→ **YOUR INSTRUCTIONS**
Please answer from the Sulha article below: which two languages did McLean learn to speak fluently?

At the age of 12, McLean became interested in Judaism, and over the next decade his journey took him through Young Judea, the Israel Action Committee at the University of California Berkeley, Isralight, Chabad, and Jewish Renewal. Seeking to understand the "spiritual background to Zionism," he attended a yeshiva, spent two months studying with a Sufi in Egypt, learned fluent Arabic and Hebrew, and worked both with Palestinian construction workers in Jerusalem and in the Galilee as a goatherd. He was inspired to enter peace work partly by the death of a Jewish friend in a suicide bombing; at the funeral, the friend's father said "Eliyahu, I'm counting on you to continue my son's work for peace."

Today, McLean travels Israel and the world promoting co-existence between Arabs and Jews, regularly using his American passport to enter Arab countries and Palestinian villages. He recently participated in an "interfaith peace journey" from Amman to Baghdad, where he addressed a crowd of Iraqis while wearing the skullcap, long sidelocks, and fringed garment common among religious Jews. His friends include both settlers and Sufi sheikhs on the West Bank.

"People ask me if I'm right-wing or left-wing," he said with a smile. "I say it takes two wings to fly."

`Like waves on the shore'

McLean's main responsibility for the Sulha was making arrangements for the event's many foreign guests, most of whom led workshops to exchange practical ideas for peacemaking. Among them was Maighread Kennedy of Belfast, since 1971 a member of Ireland's small grassroots Corrymeela Community, which promotes social interactions between young Catholics and Protestants.

"Going to Corrymeela gave me a chance to see that there were Protestant just as interested in peace as I am," she said, noting that she had never met a Protestant until she was 18. "I saw that there were Protestants who wanted to listen to me and hear my story. That gave me hope."

"It's like the Sulha," she said of Corrymeela. "A safe place for people to come and meet. When people meet, there are new possibilities. When you look people in the eye, you know them. You can't make assumptions about them. After joining Corrymeela, when I heard that Catholics were being killed, I knew that not all Protestants are murderers."

Sitting with Kennedy on the park lawn was Fatima Swartz, a long-time peace activist in Capetown and a member of the Coalition for Peace in Africa. As a volunteer came around with a tray of watermelon slices, Swartz told Anglo File that she came to spread the message that "peace is possible, but you cannot give up at the first obstacle. Sometimes you have to try many time before you get it right."

Speaking of ethnic conflicts worldwide, she said, "There often is not a lot of self-reflection on either side, just blaming others. People want a copyright on things - `only we want peace, only we feel the pain, no one else can understand.' But it's not so."

Kennedy added that the optimism displayed by peace activists would eventually prove itself. "Peacemaking is like the waves on the shore. They ebb and flow, but never ebb as far as they come in. Eventually they come up the beach. I want to tell people to keep your hope up, and be patient." After an outdoor lunch of thick bread, hummus, couscous, and salad, Anglo File spoke with Anglican priest John Sumner and his wife, Alice. The two founded the "Quest Community" at their historic Magdalene Chapel in Glastonbury, England. Each day their interdenominational Christian group meets for an intimate prayer vigil for world peace; the 20-member group often attracts tourists, including Israelis. McLean and a Muslim friend stopped in a few months ago and invited them to the Sulha.

→ **PROVIDED MATERIAL**

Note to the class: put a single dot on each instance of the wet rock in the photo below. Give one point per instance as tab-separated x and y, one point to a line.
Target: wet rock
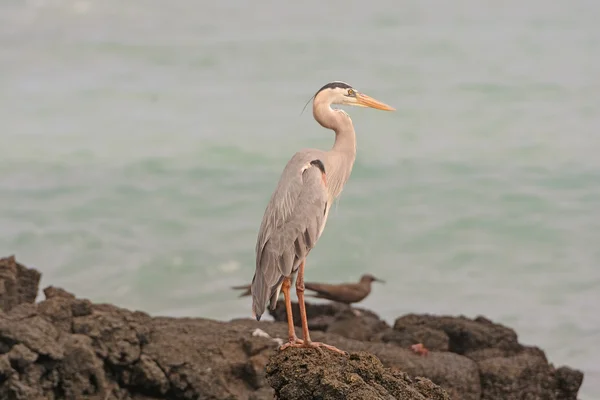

→ **ANSWER TO THIS EXERCISE**
Arabic and Hebrew.